## Study text
=====

The future of total service ranks a ‘high five’

September 1, 2006

When discussing the importance of understanding your competition, we used a tool known as the High 5. The High 5 provides a company with the best approach to servicing customers. By knowing the five key factors a customer would use to select between competitors, and providing the best response to each, a company puts itself in the win position.

When discussing the importance of understanding your competition, we used a tool known as the High 5 (DI SCAN, 4/7/06, High 5 highlights importance of understanding the competition). The High 5 provides a company with the best approach to servicing customers. By knowing the five key factors a customer would use to select between competitors, and providing the best response to each, a company puts itself in the win position.

One of the elements of the High 5 is "total service." The word total refers to all the possible factors required to adequately serve the needs of the customer. If we look at the history of service, we find that the concept has expanded significantly since the time when service mainly referred to keeping equipment up and running, as in the days of basic x-ray.

=====

(Stored entries)

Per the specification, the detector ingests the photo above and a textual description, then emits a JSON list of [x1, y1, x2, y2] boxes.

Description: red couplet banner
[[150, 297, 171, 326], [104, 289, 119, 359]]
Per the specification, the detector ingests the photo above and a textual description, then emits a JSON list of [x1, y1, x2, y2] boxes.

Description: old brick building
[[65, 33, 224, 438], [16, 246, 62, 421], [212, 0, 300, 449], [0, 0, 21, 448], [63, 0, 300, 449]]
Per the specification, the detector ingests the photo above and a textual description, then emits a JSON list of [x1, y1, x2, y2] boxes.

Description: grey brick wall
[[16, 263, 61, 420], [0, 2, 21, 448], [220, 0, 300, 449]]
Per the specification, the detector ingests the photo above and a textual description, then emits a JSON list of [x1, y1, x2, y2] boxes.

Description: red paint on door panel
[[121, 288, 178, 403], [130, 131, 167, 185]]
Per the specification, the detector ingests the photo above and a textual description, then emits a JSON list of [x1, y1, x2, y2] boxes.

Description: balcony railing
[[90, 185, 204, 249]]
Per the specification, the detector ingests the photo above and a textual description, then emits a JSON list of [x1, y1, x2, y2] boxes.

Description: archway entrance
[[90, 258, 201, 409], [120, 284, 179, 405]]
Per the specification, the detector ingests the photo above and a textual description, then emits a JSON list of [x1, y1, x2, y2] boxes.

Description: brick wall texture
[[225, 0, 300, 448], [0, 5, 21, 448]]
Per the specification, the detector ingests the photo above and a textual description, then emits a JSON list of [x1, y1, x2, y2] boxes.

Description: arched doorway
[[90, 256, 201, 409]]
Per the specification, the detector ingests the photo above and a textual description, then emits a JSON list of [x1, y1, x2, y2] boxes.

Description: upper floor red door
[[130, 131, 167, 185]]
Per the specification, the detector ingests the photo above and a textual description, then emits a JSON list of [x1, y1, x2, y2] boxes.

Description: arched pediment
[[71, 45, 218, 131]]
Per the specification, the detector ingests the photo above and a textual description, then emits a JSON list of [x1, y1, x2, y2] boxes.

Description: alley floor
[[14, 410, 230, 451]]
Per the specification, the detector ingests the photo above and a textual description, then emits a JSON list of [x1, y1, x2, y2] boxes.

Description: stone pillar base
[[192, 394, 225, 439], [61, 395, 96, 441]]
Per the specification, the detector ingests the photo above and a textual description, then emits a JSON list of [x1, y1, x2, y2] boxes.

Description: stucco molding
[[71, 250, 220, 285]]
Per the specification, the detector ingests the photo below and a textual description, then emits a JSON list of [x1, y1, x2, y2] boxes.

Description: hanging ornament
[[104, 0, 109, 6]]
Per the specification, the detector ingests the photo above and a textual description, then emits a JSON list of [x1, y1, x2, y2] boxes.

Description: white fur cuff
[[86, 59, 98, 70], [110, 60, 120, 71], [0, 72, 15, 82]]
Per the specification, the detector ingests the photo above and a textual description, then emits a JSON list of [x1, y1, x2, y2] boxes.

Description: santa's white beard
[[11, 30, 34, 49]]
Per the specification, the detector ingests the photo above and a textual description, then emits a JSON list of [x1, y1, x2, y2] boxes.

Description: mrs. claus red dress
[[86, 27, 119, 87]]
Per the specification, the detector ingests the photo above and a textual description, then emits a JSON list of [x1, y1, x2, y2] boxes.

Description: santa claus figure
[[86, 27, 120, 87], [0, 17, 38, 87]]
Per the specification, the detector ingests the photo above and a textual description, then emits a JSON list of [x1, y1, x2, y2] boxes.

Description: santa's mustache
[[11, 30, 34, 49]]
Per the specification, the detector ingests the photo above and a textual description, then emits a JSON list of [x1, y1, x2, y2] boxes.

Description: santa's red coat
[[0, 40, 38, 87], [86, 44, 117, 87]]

=====

## Problem 1
List each distinct sentence in the total service article that contains "High 5" written with the numeral, and give every such sentence only once.
## Problem 2
Reproduce the passage of the total service article starting at "One of the elements" and ending at "of basic x-ray.".

## Exercise solution 1
- When discussing the importance of understanding your competition, we used a tool known as the High 5.
- The High 5 provides a company with the best approach to servicing customers.
- When discussing the importance of understanding your competition, we used a tool known as the High 5 (DI SCAN, 4/7/06, High 5 highlights importance of understanding the competition).
- One of the elements of the High 5 is "total service."

## Exercise solution 2
One of the elements of the High 5 is "total service." The word total refers to all the possible factors required to adequately serve the needs of the customer. If we look at the history of service, we find that the concept has expanded significantly since the time when service mainly referred to keeping equipment up and running, as in the days of basic x-ray.